> **YOUR GOAL**
Return every line of the listing below without changing anything.

> **Collected data entries**
## BEGIN

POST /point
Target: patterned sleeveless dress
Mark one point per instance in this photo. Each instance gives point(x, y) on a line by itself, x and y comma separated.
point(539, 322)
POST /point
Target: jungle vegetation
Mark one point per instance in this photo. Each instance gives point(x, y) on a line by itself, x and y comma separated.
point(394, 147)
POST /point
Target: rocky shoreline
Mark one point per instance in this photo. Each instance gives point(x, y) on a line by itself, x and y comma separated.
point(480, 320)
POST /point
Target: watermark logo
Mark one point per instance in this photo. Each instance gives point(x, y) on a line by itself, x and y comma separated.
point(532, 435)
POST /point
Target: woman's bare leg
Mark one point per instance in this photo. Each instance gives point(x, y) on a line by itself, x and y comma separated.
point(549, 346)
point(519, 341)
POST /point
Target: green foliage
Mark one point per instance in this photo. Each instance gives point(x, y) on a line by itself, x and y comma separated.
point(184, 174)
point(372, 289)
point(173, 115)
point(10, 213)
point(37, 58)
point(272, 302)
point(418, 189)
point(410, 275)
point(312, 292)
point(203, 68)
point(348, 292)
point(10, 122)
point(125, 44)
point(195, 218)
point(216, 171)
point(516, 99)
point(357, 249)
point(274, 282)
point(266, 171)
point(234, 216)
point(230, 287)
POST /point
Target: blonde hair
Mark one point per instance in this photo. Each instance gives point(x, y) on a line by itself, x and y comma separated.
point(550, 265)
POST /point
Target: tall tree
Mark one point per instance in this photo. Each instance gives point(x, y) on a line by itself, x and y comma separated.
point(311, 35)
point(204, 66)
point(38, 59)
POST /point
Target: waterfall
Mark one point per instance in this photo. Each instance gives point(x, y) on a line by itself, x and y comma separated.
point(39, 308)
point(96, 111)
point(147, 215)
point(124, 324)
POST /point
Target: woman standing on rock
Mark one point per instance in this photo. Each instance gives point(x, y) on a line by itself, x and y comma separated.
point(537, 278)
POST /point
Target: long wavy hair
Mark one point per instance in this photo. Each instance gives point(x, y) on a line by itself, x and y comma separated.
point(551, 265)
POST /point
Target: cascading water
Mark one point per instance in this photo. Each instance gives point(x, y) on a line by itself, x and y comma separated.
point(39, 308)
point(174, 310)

## END

> **RESPONSE**
POST /point
Target: patterned sleeveless dress
Mark one point per instance in this photo. Each instance gives point(x, y) on a line by itself, x and y comma separated.
point(539, 322)
POST /point
Target: jungle vegetation
Mark one point per instance in this photo. Each instance gives point(x, y) on a line by itself, x and y comma separated.
point(394, 147)
POST /point
Target: rocky shoreline
Mark one point per instance in this photo. Each instance gives point(x, y) on a line by itself, x and y comma separated.
point(480, 320)
POST /point
Target: watermark logo
Mark one point per instance in this photo. Each instance gives point(x, y) on a line by itself, x and y comma separated.
point(532, 435)
POST /point
Target: woman's bare leg
Mark one point per instance in this photo. Each instance gives point(x, y) on a line by itself, x and y comma separated.
point(549, 346)
point(519, 341)
POST /point
Target: green foliage
Mark one point per instance in this photo. Each instance gives point(x, y) on a line by itself, x and y comma separated.
point(184, 174)
point(372, 289)
point(173, 115)
point(10, 213)
point(37, 58)
point(272, 302)
point(418, 189)
point(410, 275)
point(312, 292)
point(203, 68)
point(348, 292)
point(10, 122)
point(125, 44)
point(195, 218)
point(216, 171)
point(516, 99)
point(357, 249)
point(274, 282)
point(266, 171)
point(234, 216)
point(230, 287)
POST /point
Target: blonde hair
Mark one point per instance in this photo. Each instance gives point(x, y) on a line by itself, x and y comma separated.
point(550, 265)
POST /point
Target: tall tree
Mark one point per instance in this photo. Each instance gives point(x, y) on a line by itself, x and y comma separated.
point(311, 35)
point(204, 66)
point(38, 59)
POST /point
Target: waterfall
Mark one point per instance in this photo. Each instance gives point(x, y) on a line by itself, x and y comma separated.
point(39, 308)
point(96, 111)
point(147, 215)
point(124, 324)
POST /point
Target: woman standing on rock
Mark one point per instance in this photo. Each instance gives point(x, y) on a line by itself, x and y comma separated.
point(537, 278)
POST /point
Target: long wavy hair
Mark one point per instance in this photo. Each instance gives point(x, y) on a line by itself, x and y comma separated.
point(551, 265)
POST /point
Target: cascading water
Mark one point per instance in this photo. Each instance gives point(x, y) on a line by itself, x and y comma separated.
point(39, 308)
point(174, 310)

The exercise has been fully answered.